• **Set task A**: In the risk factors passage, revise the part that opens with the words "We may be unable to renew" and closes with "agreement with Samsung.", changing "Samsung" to "the licensee" each time it occurs.
• **Set task B**: Say whether each statement agrees with the risk factors passage, answering yes or no and quoting the words that decide it: (i) Revenue from sales to retailers is recognized as soon as the product ships to the retailer. (ii) The current license agreement with Samsung expires in August 2009. (iii) The company generally has exclusive relationships with its retailers and distributors.
• **Set task C**: Pick up the risk factors passage after its last sentence and keep writing it.

Our business depends significantly upon sales through retailers and distributors, and if our retailers and distributors are not successful, we could experience reduced sales, substantial product returns or increased price protection, any of which would negatively impact our business, financial condition and results of operations. A significant portion of our sales are made through retailers, either directly or through distributors. Sales through these channels typically include rights to return unsold inventory and protection against price declines, as well as participation in various cooperative marketing programs. As a result, we do not recognize revenue until after the product has been sold through to the end user, in the case of sales to retailers, or to our distributors’ customers, in the case of sales to distributors. Price protection against declines in our selling prices has the effect of reducing our deferred revenues and eventually, our revenues. If our retailers and distributors are not successful, due to weak consumer retail demand caused by the current worldwide economic downturn, decline in consumer confidence, or other factors, we could continue to experience reduced sales as well as substantial product returns or price protection claims, which would harm our business, financial condition and results of operations. Except in limited circumstances, we do not have exclusive relationships with our retailers or distributors, and therefore, must rely on them to effectively sell our products over those of our competitors. Certain of our retail and distributor partners are experiencing financial difficulty and prolonged negative economic conditions could cause liquidity issues for our retail and distributor customers and channels. Changes in the credit worthiness, access to available credit or the failure of any of our significant retail or distribution partners would harm our revenue and our ability to collect on outstanding receivable balances. Additionally, to the degree that the recent turmoil in the credit markets makes it more difficult for some customers to obtain financing, those customers’ ability to pay could be adversely impacted, which in turn could have a material adverse impact on our business, operating results, and financial condition.
We may be unable to license intellectual property to or from third parties as needed, which could expose us to liability for damages, increase our costs or limit or prohibit us from selling products. If we incorporate third-party technology into our products or if we are found to infringe others’ intellectual property, we could be required to license intellectual property from a third party. We may also need to license some of our intellectual property to others in order to enable us to obtain important cross-licenses to third-party patents. We cannot be certain that licenses will be offered when we need them, that the terms offered will be acceptable, or that these licenses will help our business. If we do obtain licenses from third parties, we may be required to pay license fees or royalty payments. In addition, if we are unable to obtain a license that is necessary to manufacture our products, we could be required to suspend the manufacture of products or stop our product suppliers from using processes that may infringe the rights of third parties. We may not be successful in redesigning our products, or the necessary licenses may not be available under reasonable terms.
We may be unable to renew existing licenses, which could reduce our license and royalty revenues. Our license and royalty revenues currently comprise the majority of our operating margin and cash provided by operating activities. If our existing licensees do not renew their licenses upon expiration and we are not successful in signing new licensees in the future, our license revenue, profitability, and cash provided by operating activities would be harmed. Our current license agreement with Samsung expires in August 2009, and to the extent that we are unable to renew this agreement under similar terms or at all, our financial results would be adversely impacted by the reduced license and royalty revenue and the significant patent litigation costs to enforce our patents against and renew our license agreement with Samsung.

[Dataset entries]

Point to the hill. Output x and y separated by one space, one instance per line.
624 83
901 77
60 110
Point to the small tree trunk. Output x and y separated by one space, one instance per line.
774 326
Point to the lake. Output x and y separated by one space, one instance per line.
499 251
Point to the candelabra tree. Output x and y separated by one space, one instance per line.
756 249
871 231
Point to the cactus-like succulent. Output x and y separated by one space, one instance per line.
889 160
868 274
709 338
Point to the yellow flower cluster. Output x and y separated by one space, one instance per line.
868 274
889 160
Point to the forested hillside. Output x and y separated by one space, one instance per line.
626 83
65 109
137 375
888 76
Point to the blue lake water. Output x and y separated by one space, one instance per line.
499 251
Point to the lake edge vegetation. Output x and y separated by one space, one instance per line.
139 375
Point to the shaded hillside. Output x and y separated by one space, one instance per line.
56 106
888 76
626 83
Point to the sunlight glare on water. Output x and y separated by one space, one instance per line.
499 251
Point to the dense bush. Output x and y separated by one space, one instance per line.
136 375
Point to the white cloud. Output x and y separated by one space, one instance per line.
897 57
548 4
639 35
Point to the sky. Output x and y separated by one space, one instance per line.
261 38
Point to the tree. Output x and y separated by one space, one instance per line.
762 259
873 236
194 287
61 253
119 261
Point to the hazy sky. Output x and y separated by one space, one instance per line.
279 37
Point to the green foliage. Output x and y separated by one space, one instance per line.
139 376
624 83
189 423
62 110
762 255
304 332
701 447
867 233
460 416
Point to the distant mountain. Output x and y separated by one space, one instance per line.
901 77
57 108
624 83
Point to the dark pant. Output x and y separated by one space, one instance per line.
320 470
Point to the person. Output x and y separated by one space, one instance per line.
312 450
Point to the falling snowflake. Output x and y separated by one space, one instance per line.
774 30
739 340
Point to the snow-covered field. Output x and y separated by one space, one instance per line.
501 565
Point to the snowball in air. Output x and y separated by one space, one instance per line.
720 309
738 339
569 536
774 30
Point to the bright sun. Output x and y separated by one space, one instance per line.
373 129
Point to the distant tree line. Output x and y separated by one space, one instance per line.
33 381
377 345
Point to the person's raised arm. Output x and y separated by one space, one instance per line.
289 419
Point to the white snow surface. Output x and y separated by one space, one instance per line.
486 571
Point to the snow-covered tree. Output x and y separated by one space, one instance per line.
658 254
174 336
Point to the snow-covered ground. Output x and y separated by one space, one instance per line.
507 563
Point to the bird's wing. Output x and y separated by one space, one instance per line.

• **Expected answer A**:
We may be unable to renew existing licenses, which could reduce our license and royalty revenues. Our license and royalty revenues currently comprise the majority of our operating margin and cash provided by operating activities. If our existing licensees do not renew their licenses upon expiration and we are not successful in signing new licensees in the future, our license revenue, profitability, and cash provided by operating activities would be harmed. Our current license agreement with the licensee expires in August 2009, and to the extent that we are unable to renew this agreement under similar terms or at all, our financial results would be adversely impacted by the reduced license and royalty revenue and the significant patent litigation costs to enforce our patents against and renew our license agreement with the licensee.

• **Expected answer B**:
(i) No: "we do not recognize revenue until after the product has been sold through to the end user, in the case of sales to retailers"
(ii) Yes: "Our current license agreement with Samsung expires in August 2009"
(iii) No: "Except in limited circumstances, we do not have exclusive relationships with our retailers or distributors"

• **Expected answer C**:
We may be unable to complete definitive agreements related to our MOU with Toshiba dated October 20, 2008 in a timely manner, or at all. On October 20, 2008, we entered into a non-binding MOU with Toshiba to sell approximately 30% of the current combined manufacturing capacity of Flash Partners and Flash Alliance in order to reduce excess inventory and our future production commitments. See Note 15, “Subsequent Event,” in the Notes to the Condensed Consolidated Financial Statements of this Form 10-Q. However, if we fail to complete the binding definitive agreements with Toshiba on a timely basis, or at all, we may continue to experience significant excess inventory and production commitments and we would not receive the expected cash and reduction in lease obligations. Failure to reduce our excess inventory and production commitments and the loss of liquidity that the definitive agreements related to the MOU are expected to provide, could result in a material adverse effect on our business, financial condition and results of operations.
Our financial performance depends significantly on worldwide economic conditions and the related impact on levels of consumer spending, which has recently deteriorated significantly in many countries and regions, including the United States, and may remain depressed for the foreseeable future. Demand for our products is adversely affected by negative macroeconomic factors affecting consumer spending. The severe tightening of consumer credit, low level of consumer liquidity, and extreme volatility in credit and equity markets have resulted in weakening of consumer confidence and decreased consumer spending. These and other economic factors have reduced demand for our products and harmed our business, financial condition and results of operations, and to the extent such economic conditions continue, they could cause further harm to our business, financial condition and results of operations.
Our revenues depend in part on the success of products sold by our OEM customers. A significant portion of our sales are to OEMs, which either bundle or embed our flash memory products with their products, such as mobile phones, global positioning system, or GPS, devices and computers. Our sales to these customers are dependent upon the OEMs choosing our products over those of our competitors and on the OEMs’ ability to create, introduce, market and sell their products successfully in their markets. Should our OEM customers be unsuccessful in selling their current or future products that include our products, or should they decide to discontinue using our products, our results of operation and financial condition could be harmed.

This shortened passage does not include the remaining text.